## [PAGE EXCERPT]
%%

I’m wondering if there are any suggestions to work around this - perhaps using SetAutoSave to force writing more often? I’ll go back and try the TChain::Merge with the fast option back on. Any other ideas?

Thanks,
Heather

Heather,

It would us time and energy (::slight_smile: if you could try with version 5.17/06

Rene

Hi Rene,

I downloaded the v5.17/06 binaries for rhel4-gcc3.4 and tried out hadd with the same set of files. In this case, I just used hadd with the default “fast” option and passed in all 104 files to the program. This job also failed - it got through over 10 GB of the data, but terminated in a similar fashion as before, and seemingly hitting a limit on memory usage:
Exited with exit code 134.

Resource usage summary:

CPU time   :    321.59 sec.
Max Memory :      2247 MB
Max Swap   :      2949 MB

We have tried merging the files in two sets and then merging the two files into one, that also fails. Any suggestions?

Thanks,
Heather

Heather,

Are you merging files containing memory-resident Trees? That is the only explanation that
I can find to your problem.
Could you send me the result of TTree::Print on one of your Trees (or for all your Trees inside one file in case you have more than one?

Rene

Hi Rene,

Please find attached the dump from TTree::Print from all 104 TTrees. I do not believe they are memory resident - looking back at the code, TFile was indeed called before the TTrees were created. Though, I’d be quite happy with an easy fix such as that :slight_smile: As you will see, all the trees contain 100000 events, except the last one.

Take care,
Heather
ttreePrint.txt (283 KB)

%%

## [INFORMATION SHOWN]
%%

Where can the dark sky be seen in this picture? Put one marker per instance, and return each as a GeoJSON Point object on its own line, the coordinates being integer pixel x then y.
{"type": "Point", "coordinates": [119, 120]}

%%

## [YOUR OBJECTIVE]
Retype the passage of the forum thread on merging files with hadd between "We have tried" and "to your problem.", inclusive.

## [ANSWER FOR THIS EXERCISE]
We have tried merging the files in two sets and then merging the two files into one, that also fails. Any suggestions?

Thanks,
Heather

Heather,

Are you merging files containing memory-resident Trees? That is the only explanation that
I can find to your problem.